- TEXTO EXTRAÍDO
• • • • •

Algo dentro de mí me dijo que estaba ante alguien realmente especial y distinto
a los demás religiosos. Por eso, salió de mi alma el llamarlo “Señor”, porque
en definitiva, mi vida al completo había estado en sus manos y en su respuesta.
Levantándome del polvo y de mi miserable pecado, me tomó del brazo y a unos
centímetros de mi cara, el maestro me dijo: “Ni yo te condeno; vete, y no peques más.” (v. 11). Con una sonrisa
comencé a andar todavía renqueante y malherida, pero en paz con Dios al saberme
perdonada de mis pecados sin haberlo merecido. Haría enmienda de vida y
comenzaría a saber más de este maestro que tan bondadosa y tiernamente me trató
en mis momentos más críticos.
Esta
historia es mi historia y la tuya. Nuestra naturaleza pecaminosa nos hizo
perpetrar delitos y cometer errores que en nada agradaban a Dios. Vivíamos
sumidos en un mundo de mentiras y engaños, de podredumbre y de malas acciones.

• • • • •

Datos de localización de objetos mediante lenguaje natural

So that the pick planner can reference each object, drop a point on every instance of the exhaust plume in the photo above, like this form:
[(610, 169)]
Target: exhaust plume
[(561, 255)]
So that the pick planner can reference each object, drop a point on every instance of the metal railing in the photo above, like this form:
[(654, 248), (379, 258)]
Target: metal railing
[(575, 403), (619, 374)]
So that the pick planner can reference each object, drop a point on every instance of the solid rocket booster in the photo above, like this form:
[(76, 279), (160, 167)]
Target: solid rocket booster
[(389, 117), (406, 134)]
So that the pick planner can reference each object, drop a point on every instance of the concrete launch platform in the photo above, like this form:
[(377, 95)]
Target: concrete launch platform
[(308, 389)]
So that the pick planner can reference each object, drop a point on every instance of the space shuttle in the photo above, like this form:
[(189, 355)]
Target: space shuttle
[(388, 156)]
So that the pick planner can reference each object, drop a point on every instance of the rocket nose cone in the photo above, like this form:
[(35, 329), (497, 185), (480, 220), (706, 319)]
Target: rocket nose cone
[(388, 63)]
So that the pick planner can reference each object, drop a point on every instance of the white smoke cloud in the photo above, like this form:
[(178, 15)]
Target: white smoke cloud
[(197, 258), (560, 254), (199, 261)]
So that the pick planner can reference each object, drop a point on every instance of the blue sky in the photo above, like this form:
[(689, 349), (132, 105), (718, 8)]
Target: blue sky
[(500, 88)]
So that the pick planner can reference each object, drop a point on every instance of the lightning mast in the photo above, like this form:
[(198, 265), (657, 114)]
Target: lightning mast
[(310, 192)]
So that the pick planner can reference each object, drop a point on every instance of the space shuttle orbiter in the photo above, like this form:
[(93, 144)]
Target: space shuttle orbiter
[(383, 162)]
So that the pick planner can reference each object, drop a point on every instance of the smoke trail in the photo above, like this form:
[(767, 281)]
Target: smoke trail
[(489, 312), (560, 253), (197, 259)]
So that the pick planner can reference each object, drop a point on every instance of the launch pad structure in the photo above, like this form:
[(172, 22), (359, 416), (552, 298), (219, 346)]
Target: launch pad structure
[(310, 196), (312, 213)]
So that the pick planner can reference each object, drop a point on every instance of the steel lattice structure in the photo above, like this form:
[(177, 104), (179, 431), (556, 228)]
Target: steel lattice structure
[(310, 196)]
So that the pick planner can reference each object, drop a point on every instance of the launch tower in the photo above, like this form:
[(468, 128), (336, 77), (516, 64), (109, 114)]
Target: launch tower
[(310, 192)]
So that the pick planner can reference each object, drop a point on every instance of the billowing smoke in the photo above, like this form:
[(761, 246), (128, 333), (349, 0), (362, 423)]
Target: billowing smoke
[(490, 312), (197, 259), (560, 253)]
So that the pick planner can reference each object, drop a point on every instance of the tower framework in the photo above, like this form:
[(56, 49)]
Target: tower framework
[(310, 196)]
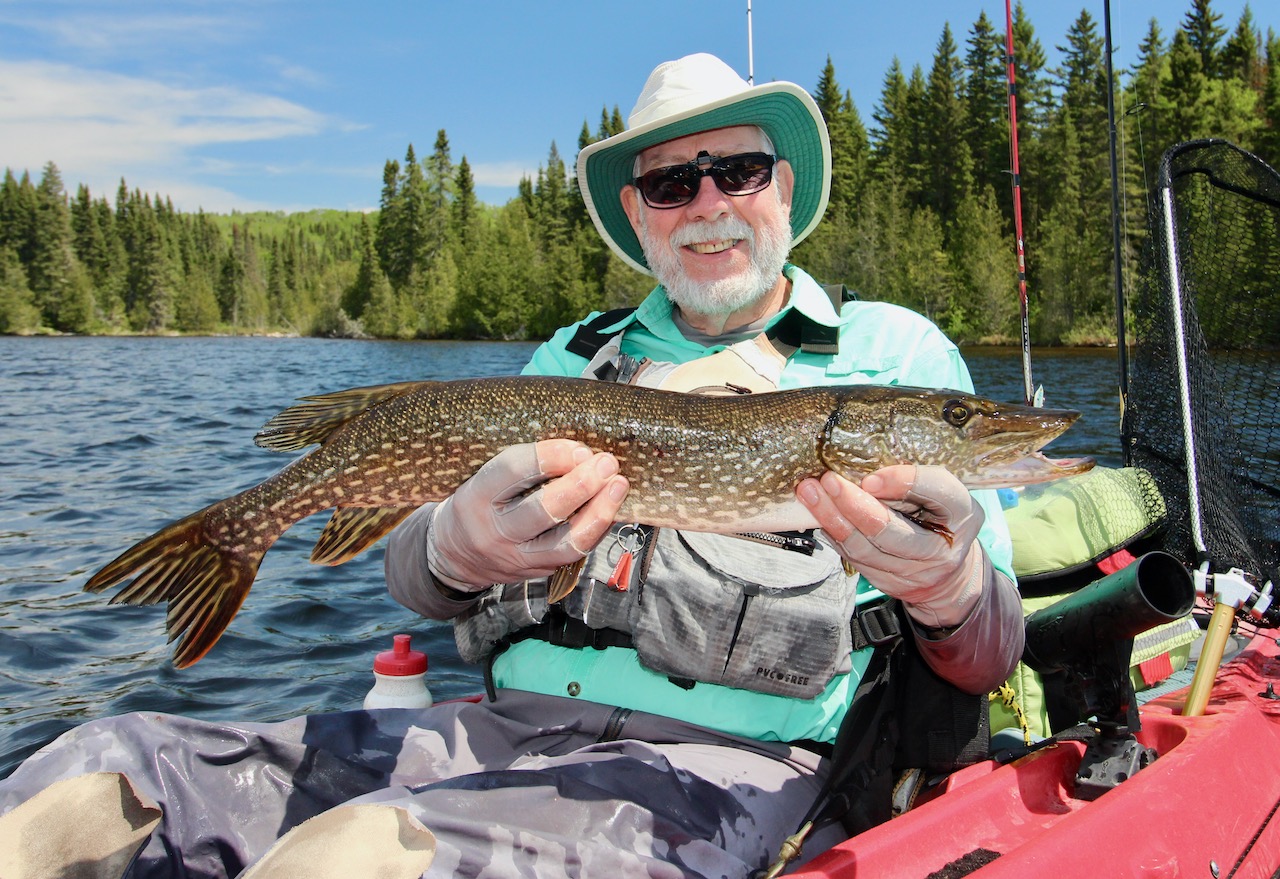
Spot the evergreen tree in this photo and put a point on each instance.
(439, 200)
(1269, 137)
(388, 236)
(18, 312)
(944, 150)
(62, 293)
(1242, 55)
(849, 146)
(1203, 35)
(986, 101)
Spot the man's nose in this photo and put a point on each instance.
(708, 202)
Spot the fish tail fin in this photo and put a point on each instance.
(204, 584)
(352, 530)
(316, 417)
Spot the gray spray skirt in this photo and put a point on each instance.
(519, 787)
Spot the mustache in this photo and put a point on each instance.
(704, 230)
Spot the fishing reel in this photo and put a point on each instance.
(1252, 598)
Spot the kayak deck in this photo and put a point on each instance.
(1206, 806)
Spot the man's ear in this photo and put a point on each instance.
(785, 179)
(631, 205)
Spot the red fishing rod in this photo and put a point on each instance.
(1028, 385)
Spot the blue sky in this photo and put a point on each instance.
(291, 104)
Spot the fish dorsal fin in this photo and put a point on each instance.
(351, 530)
(316, 417)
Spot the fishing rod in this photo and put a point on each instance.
(1028, 385)
(1116, 246)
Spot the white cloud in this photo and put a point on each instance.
(95, 124)
(502, 173)
(119, 33)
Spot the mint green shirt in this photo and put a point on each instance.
(880, 343)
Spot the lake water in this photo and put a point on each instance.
(104, 440)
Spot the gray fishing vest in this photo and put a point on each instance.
(766, 613)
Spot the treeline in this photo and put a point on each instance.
(920, 211)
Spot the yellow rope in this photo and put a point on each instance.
(1009, 696)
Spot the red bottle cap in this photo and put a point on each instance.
(400, 660)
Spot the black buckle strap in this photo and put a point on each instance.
(563, 631)
(876, 625)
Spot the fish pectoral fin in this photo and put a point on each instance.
(565, 580)
(316, 417)
(204, 584)
(352, 530)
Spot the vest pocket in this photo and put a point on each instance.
(745, 614)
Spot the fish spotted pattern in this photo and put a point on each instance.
(695, 462)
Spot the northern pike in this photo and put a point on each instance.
(726, 463)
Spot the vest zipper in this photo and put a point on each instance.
(791, 540)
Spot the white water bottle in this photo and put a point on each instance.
(400, 678)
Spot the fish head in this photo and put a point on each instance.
(983, 443)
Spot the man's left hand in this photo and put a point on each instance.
(910, 531)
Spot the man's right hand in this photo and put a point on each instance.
(530, 509)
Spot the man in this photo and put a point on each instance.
(653, 636)
(672, 714)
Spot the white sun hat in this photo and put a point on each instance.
(700, 94)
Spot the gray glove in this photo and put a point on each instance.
(530, 509)
(928, 555)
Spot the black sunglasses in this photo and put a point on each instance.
(735, 175)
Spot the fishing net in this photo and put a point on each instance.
(1205, 326)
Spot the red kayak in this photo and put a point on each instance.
(1206, 806)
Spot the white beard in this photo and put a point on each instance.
(723, 296)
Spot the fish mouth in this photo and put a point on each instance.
(1031, 468)
(1013, 453)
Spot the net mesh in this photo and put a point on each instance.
(1208, 300)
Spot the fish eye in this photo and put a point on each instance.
(956, 412)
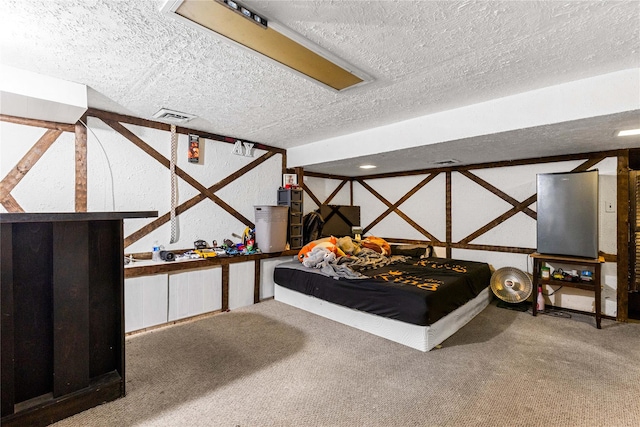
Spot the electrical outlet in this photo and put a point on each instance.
(609, 207)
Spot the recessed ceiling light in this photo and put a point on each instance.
(629, 132)
(230, 20)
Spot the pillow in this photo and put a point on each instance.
(415, 251)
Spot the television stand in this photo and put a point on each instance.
(593, 264)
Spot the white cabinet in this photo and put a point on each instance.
(241, 284)
(146, 299)
(194, 292)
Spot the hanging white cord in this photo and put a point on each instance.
(174, 184)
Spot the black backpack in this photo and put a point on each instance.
(312, 224)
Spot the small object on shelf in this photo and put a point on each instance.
(586, 275)
(540, 300)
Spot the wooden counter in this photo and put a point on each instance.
(62, 330)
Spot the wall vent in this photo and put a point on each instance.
(172, 116)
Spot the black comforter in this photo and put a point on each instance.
(418, 291)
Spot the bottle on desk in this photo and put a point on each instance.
(540, 300)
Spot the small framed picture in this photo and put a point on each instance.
(289, 180)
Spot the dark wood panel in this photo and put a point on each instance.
(102, 389)
(6, 326)
(105, 297)
(70, 307)
(14, 218)
(33, 310)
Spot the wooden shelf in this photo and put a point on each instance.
(539, 260)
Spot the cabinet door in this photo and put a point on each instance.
(146, 300)
(195, 292)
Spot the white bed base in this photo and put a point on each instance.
(422, 338)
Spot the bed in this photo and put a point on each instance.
(415, 302)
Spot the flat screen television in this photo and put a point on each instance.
(567, 208)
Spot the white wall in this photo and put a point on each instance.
(473, 207)
(121, 177)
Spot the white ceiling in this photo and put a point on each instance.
(425, 57)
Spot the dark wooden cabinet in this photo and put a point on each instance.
(594, 265)
(293, 199)
(62, 330)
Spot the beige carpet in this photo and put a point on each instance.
(274, 365)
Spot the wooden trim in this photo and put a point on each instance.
(623, 237)
(170, 267)
(499, 220)
(327, 176)
(11, 204)
(225, 287)
(397, 211)
(310, 194)
(81, 167)
(25, 164)
(179, 172)
(63, 127)
(489, 165)
(335, 192)
(256, 281)
(403, 199)
(114, 117)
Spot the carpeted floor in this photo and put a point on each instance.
(274, 365)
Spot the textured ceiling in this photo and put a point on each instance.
(424, 56)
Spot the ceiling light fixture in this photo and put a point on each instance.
(629, 132)
(229, 20)
(249, 14)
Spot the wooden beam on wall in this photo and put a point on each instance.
(623, 237)
(179, 172)
(63, 127)
(114, 117)
(81, 167)
(25, 164)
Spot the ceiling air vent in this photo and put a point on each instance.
(172, 116)
(446, 162)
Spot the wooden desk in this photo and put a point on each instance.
(62, 329)
(591, 263)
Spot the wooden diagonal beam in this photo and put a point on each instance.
(504, 196)
(25, 164)
(310, 194)
(181, 173)
(397, 211)
(137, 235)
(518, 206)
(401, 201)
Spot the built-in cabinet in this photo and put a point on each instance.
(157, 299)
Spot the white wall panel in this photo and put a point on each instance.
(146, 300)
(241, 284)
(194, 292)
(266, 275)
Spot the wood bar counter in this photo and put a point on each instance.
(62, 329)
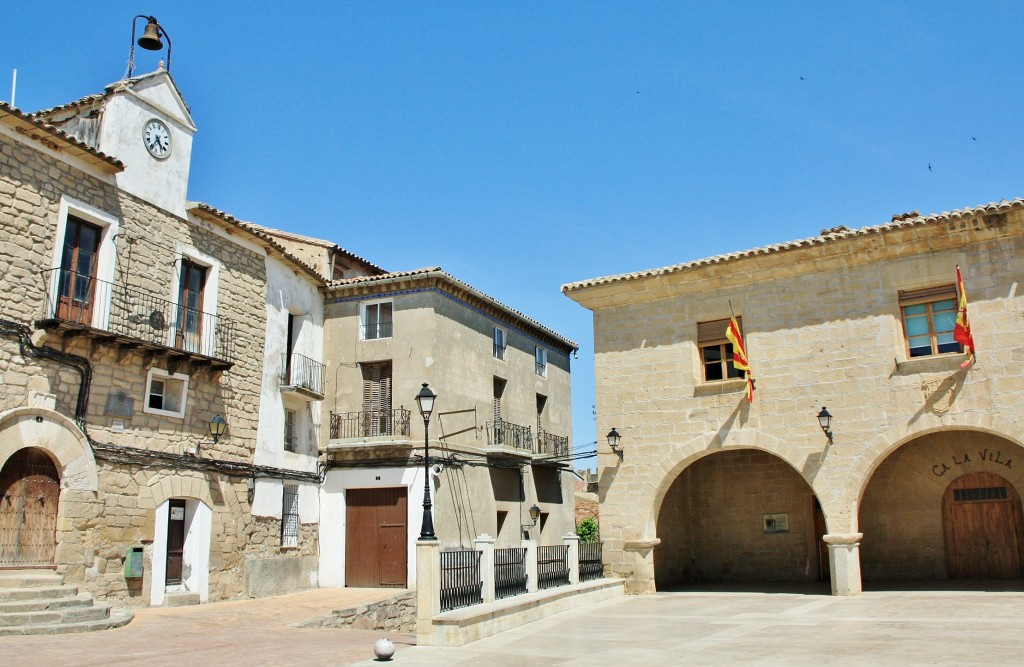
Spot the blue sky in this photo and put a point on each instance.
(522, 146)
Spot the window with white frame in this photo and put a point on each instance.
(291, 432)
(500, 343)
(929, 319)
(166, 393)
(377, 321)
(290, 516)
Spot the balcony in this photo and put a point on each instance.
(369, 428)
(130, 318)
(551, 445)
(303, 376)
(509, 439)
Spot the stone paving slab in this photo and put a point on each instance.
(764, 629)
(241, 632)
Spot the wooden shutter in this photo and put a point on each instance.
(715, 330)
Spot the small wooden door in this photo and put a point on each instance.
(175, 540)
(376, 542)
(189, 326)
(77, 287)
(981, 515)
(30, 488)
(820, 548)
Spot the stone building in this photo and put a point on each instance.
(133, 319)
(922, 473)
(137, 323)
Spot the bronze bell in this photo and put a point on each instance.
(151, 39)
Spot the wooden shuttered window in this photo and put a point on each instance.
(716, 350)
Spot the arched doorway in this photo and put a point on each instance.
(30, 489)
(981, 520)
(739, 516)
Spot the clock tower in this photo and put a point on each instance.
(144, 122)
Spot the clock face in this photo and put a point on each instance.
(157, 139)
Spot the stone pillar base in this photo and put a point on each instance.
(641, 553)
(844, 561)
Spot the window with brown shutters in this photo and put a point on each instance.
(929, 318)
(377, 418)
(716, 350)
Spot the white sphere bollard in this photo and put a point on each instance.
(384, 649)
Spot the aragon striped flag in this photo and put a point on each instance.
(962, 330)
(739, 359)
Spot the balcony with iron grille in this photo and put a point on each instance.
(370, 428)
(135, 319)
(506, 439)
(302, 376)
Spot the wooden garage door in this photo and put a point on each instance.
(375, 538)
(30, 488)
(982, 523)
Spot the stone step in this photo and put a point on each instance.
(70, 615)
(37, 592)
(115, 620)
(180, 598)
(29, 578)
(45, 603)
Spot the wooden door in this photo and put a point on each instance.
(376, 543)
(77, 287)
(192, 282)
(981, 515)
(30, 488)
(175, 540)
(820, 547)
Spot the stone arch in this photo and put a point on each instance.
(679, 457)
(58, 436)
(882, 446)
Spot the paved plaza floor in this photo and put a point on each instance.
(707, 627)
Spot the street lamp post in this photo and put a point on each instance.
(425, 401)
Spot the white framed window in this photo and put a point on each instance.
(166, 393)
(500, 343)
(291, 430)
(290, 516)
(376, 320)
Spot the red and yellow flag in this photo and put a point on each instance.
(962, 330)
(739, 359)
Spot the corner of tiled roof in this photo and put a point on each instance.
(832, 235)
(59, 134)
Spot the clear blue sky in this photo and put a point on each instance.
(523, 144)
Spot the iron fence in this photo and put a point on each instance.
(461, 583)
(370, 423)
(552, 445)
(300, 371)
(552, 566)
(591, 560)
(510, 572)
(503, 432)
(135, 314)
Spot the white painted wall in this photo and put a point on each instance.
(332, 527)
(165, 182)
(287, 292)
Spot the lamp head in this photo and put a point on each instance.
(425, 401)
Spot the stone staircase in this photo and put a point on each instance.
(37, 601)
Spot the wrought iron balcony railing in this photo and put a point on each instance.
(136, 315)
(552, 445)
(370, 423)
(302, 372)
(503, 433)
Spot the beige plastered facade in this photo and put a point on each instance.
(822, 327)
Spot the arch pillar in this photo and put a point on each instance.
(844, 561)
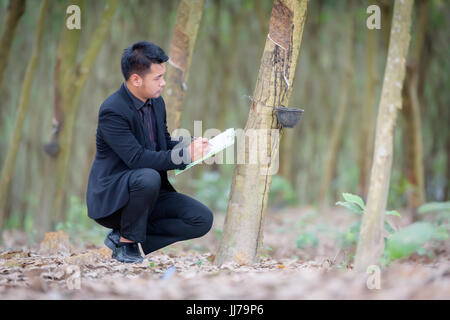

• • • • •

- TAREA PROPUESTA
¿Puedes seguir la reflexión sobre el perdón desde su última frase? Los datos no hacen falta para esto.

- RESPUESTA ESCRITA
Incluso racionalizábamos nuestro pecado para que pareciera que todo estaba
bien, que no había nada malo en ello. No obstante, cuando nuestra conducta
transgresora de los mandamientos de Dios comenzó a dar sus frutos amargos,
cuando fuimos pillados en falta, cuando las consecuencias de nuestra
depravación nos alcanzaron, nos dimos cuenta de que necesitábamos ser
perdonados por Dios y por nuestros semejantes. Mi madre me decía que “tanto va el cántaro a la fuente, que al
final se rompe”, y tristemente esta fue una realidad patente en nuestra
vida sin Dios ni perdón. Ya lo decía también Pablo: “Mas todas las cosas, cuando son puestas en evidencia por la luz, son
hechas manifiestas; porque la luz es lo que manifiesta todo.” (Efesios 5:13).
Es mejor dejarnos perdonar por Dios que seguir viviendo existencias infectadas
por pecados ocultos que tarde o temprano saldrán a la luz para avergonzarnos y
desnudar quiénes somos en realidad ante el mundo.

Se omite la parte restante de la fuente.